++++ RECORDS FOR THIS TASK ++++

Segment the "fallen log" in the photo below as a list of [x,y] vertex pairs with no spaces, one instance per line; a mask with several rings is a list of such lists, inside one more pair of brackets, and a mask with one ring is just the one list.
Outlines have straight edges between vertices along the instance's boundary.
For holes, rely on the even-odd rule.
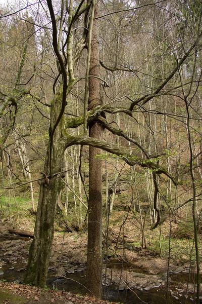
[[9,229],[9,233],[14,233],[16,235],[19,235],[22,237],[26,237],[27,238],[31,238],[33,239],[34,233],[30,231],[26,230],[20,230],[18,229]]
[[2,241],[8,241],[11,240],[23,240],[23,241],[29,241],[30,239],[27,237],[14,237],[13,236],[0,235],[0,242]]

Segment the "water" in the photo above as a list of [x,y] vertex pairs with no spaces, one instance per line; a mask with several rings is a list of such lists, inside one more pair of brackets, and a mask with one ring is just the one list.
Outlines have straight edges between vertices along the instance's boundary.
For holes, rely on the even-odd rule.
[[[25,274],[24,270],[26,264],[8,264],[3,267],[1,270],[4,271],[4,275],[1,276],[0,279],[7,280],[8,282],[13,282],[16,280],[22,280]],[[14,267],[14,268],[13,268]],[[47,286],[53,289],[57,288],[59,290],[64,290],[71,291],[73,293],[85,294],[87,293],[85,287],[86,278],[85,271],[81,272],[75,272],[74,274],[67,274],[67,279],[59,278],[57,280],[57,272],[49,271],[48,274]],[[187,274],[178,274],[171,276],[173,281],[172,289],[175,289],[173,279],[179,281],[179,278],[182,281],[187,282]],[[186,280],[186,281],[185,281]],[[117,301],[124,304],[164,304],[166,302],[166,286],[162,286],[159,288],[152,288],[149,291],[134,289],[118,291],[115,285],[107,286],[103,288],[103,298],[112,301]],[[168,303],[169,304],[184,304],[185,299],[184,294],[179,296],[179,299],[175,298],[170,293],[168,294]],[[186,299],[186,304],[192,303],[189,299]]]

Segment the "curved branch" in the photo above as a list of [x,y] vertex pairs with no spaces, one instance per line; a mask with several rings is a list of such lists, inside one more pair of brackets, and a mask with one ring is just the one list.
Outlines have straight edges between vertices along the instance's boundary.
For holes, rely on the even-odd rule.
[[74,144],[90,145],[102,149],[112,154],[120,156],[129,166],[133,166],[135,165],[138,165],[142,168],[152,170],[157,174],[163,173],[170,178],[175,185],[178,184],[176,178],[170,174],[164,167],[154,163],[151,160],[144,160],[140,157],[130,155],[124,150],[106,141],[102,141],[96,138],[87,136],[69,136],[66,143],[65,148]]
[[134,140],[134,139],[128,136],[127,134],[124,133],[121,129],[118,130],[117,129],[113,128],[109,124],[108,124],[106,120],[105,119],[105,118],[102,116],[99,116],[97,120],[105,126],[105,128],[107,129],[113,134],[116,134],[117,135],[118,135],[119,136],[122,136],[122,137],[128,140],[128,141],[130,141],[130,142],[132,142],[133,143],[134,143],[135,145],[138,146],[141,150],[141,151],[142,151],[142,152],[144,153],[144,154],[145,155],[147,159],[150,158],[149,155],[147,151],[143,147],[142,147],[141,145],[140,145],[137,142],[137,141],[136,141],[136,140]]

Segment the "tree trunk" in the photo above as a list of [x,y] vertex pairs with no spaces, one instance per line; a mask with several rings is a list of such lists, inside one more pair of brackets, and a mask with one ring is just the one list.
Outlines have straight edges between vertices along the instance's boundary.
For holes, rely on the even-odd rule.
[[41,287],[46,284],[61,183],[59,178],[55,177],[48,183],[44,181],[40,185],[34,236],[29,250],[25,284],[31,283]]
[[64,164],[65,151],[62,135],[64,117],[55,129],[53,136],[52,133],[61,108],[60,97],[61,92],[59,91],[52,104],[49,144],[44,172],[41,172],[44,179],[40,186],[34,239],[29,250],[27,273],[24,280],[25,284],[31,283],[40,287],[44,287],[46,282],[54,237],[56,208],[62,187],[60,173]]
[[[97,16],[98,8],[95,5],[94,16]],[[91,40],[91,54],[89,75],[99,76],[98,45],[98,22],[94,21]],[[99,80],[90,77],[89,79],[88,109],[92,109],[101,101],[99,92]],[[97,123],[89,125],[90,137],[100,139],[103,133],[103,127]],[[87,255],[86,279],[88,288],[94,296],[101,298],[102,293],[102,162],[96,157],[101,150],[91,146],[89,149],[89,203],[88,234]]]

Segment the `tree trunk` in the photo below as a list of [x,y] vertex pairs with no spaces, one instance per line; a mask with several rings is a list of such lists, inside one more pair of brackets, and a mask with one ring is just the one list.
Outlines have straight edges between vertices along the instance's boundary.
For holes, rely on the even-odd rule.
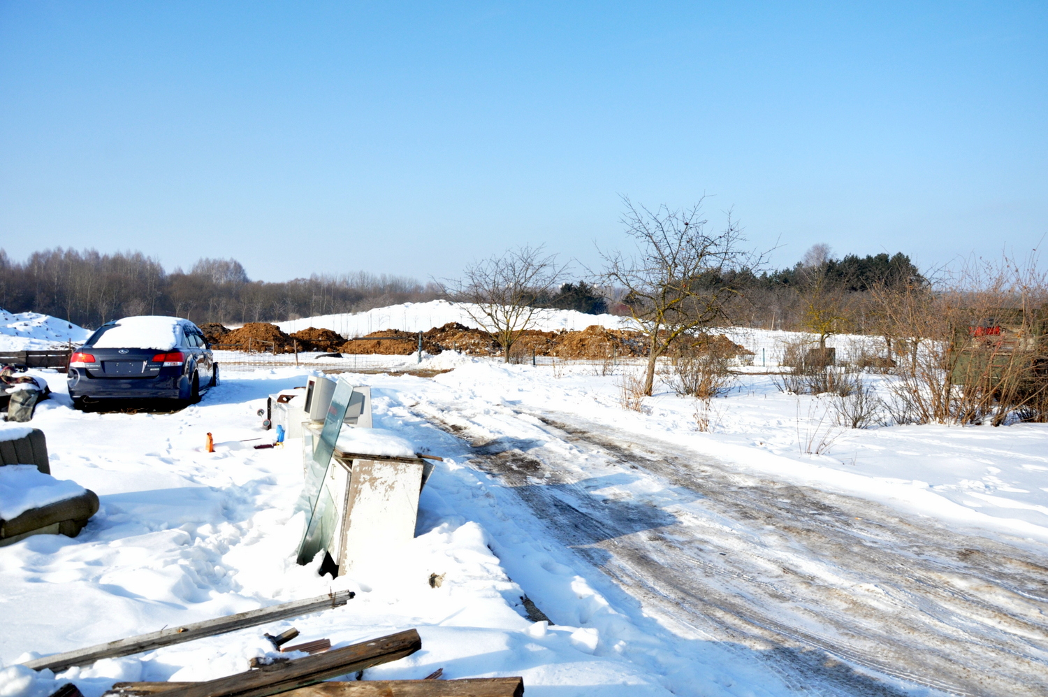
[[652,348],[648,353],[648,374],[645,375],[645,394],[652,396],[655,389],[655,363],[658,361],[658,329],[652,333]]

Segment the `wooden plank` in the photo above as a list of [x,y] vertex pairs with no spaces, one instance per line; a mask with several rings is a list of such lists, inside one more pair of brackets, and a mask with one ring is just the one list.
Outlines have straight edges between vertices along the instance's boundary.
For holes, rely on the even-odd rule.
[[[192,682],[117,682],[102,697],[152,697]],[[282,697],[521,697],[524,680],[467,678],[464,680],[363,680],[318,682],[298,688]]]
[[25,666],[35,671],[42,671],[45,668],[48,668],[57,673],[72,666],[90,666],[100,658],[129,656],[133,653],[152,651],[153,649],[171,646],[173,644],[191,641],[204,636],[224,634],[226,632],[233,632],[246,627],[257,627],[258,625],[263,625],[267,622],[276,622],[278,619],[286,619],[288,617],[298,617],[310,612],[316,612],[318,610],[339,607],[349,602],[353,595],[355,595],[355,593],[352,591],[342,590],[327,595],[318,595],[316,597],[311,597],[305,601],[282,603],[268,608],[249,610],[247,612],[241,612],[227,617],[208,619],[205,622],[198,622],[192,625],[182,625],[181,627],[171,627],[168,629],[161,629],[158,632],[152,632],[150,634],[139,634],[138,636],[130,636],[126,639],[116,639],[115,641],[109,641],[108,644],[97,644],[93,647],[87,647],[86,649],[78,649],[75,651],[67,651],[65,653],[43,656],[35,660],[26,661]]
[[421,648],[418,632],[409,629],[246,673],[182,685],[166,691],[163,697],[267,697],[403,658]]

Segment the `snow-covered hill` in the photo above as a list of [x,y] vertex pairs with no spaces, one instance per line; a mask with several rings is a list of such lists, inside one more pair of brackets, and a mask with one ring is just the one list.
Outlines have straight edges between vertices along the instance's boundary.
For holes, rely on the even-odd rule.
[[[299,320],[278,322],[281,330],[291,333],[307,327],[331,329],[343,336],[363,336],[381,329],[399,329],[401,331],[427,331],[449,322],[458,322],[467,327],[477,327],[477,322],[470,317],[467,306],[450,303],[445,300],[434,300],[428,303],[405,303],[389,307],[376,307],[367,312],[344,314],[322,314]],[[585,314],[575,310],[541,310],[531,326],[543,331],[558,329],[581,330],[591,325],[599,325],[609,329],[636,329],[630,318],[614,314]],[[782,357],[788,344],[806,342],[813,344],[817,336],[796,331],[779,329],[749,329],[746,327],[718,327],[717,332],[724,333],[732,341],[754,352],[754,362],[760,366],[776,366]],[[881,354],[885,351],[883,342],[877,336],[859,334],[837,334],[830,336],[827,346],[837,349],[840,361],[852,361],[866,351],[869,354]]]
[[82,344],[90,334],[90,329],[50,314],[12,314],[0,309],[0,351],[39,351],[69,342]]
[[[470,317],[465,304],[450,303],[446,300],[376,307],[367,312],[307,317],[300,320],[278,322],[277,326],[288,333],[307,327],[316,327],[318,329],[337,331],[343,336],[363,336],[381,329],[425,331],[449,322],[458,322],[467,327],[478,326],[477,322]],[[611,329],[633,328],[629,318],[615,317],[614,314],[586,314],[575,310],[540,310],[532,328],[555,331],[558,329],[585,329],[594,324]]]

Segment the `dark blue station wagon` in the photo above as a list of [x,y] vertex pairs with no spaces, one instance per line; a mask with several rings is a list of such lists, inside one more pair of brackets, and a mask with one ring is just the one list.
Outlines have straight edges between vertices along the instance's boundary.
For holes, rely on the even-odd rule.
[[103,399],[193,404],[218,385],[218,364],[189,320],[129,317],[99,327],[70,356],[67,378],[78,409]]

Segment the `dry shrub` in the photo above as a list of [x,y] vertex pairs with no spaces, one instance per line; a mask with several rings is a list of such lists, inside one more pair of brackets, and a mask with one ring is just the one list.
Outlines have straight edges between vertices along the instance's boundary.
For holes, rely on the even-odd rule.
[[718,334],[717,339],[724,341],[709,341],[703,336],[675,351],[670,369],[662,375],[671,390],[682,397],[708,401],[732,388],[735,375],[728,370],[728,362],[742,347],[722,335]]
[[619,377],[619,404],[624,409],[640,412],[645,402],[645,376],[635,370],[627,370]]
[[860,378],[856,378],[851,393],[835,395],[832,407],[837,423],[850,429],[869,429],[883,421],[885,402]]
[[604,360],[639,357],[648,354],[645,336],[638,331],[608,329],[590,325],[582,331],[563,331],[555,337],[555,353],[562,358]]
[[794,368],[790,372],[771,376],[780,392],[788,394],[826,394],[842,397],[861,387],[861,378],[848,366],[827,366],[818,369]]
[[881,292],[898,423],[1048,420],[1048,283],[1025,261],[969,262],[936,292]]
[[[808,405],[807,418],[801,418],[801,401],[796,404],[796,445],[806,455],[822,455],[840,437],[835,419],[830,419],[829,409],[820,408],[816,400]],[[815,414],[818,419],[815,419]]]

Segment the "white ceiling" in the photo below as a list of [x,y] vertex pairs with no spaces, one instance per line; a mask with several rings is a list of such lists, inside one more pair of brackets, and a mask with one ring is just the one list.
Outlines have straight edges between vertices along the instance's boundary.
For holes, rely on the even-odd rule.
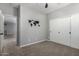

++++

Count the lines in the rows above that contain the word "below", matching case exactly. Reply with the number only.

— SOLUTION TO THIS PROBLEM —
3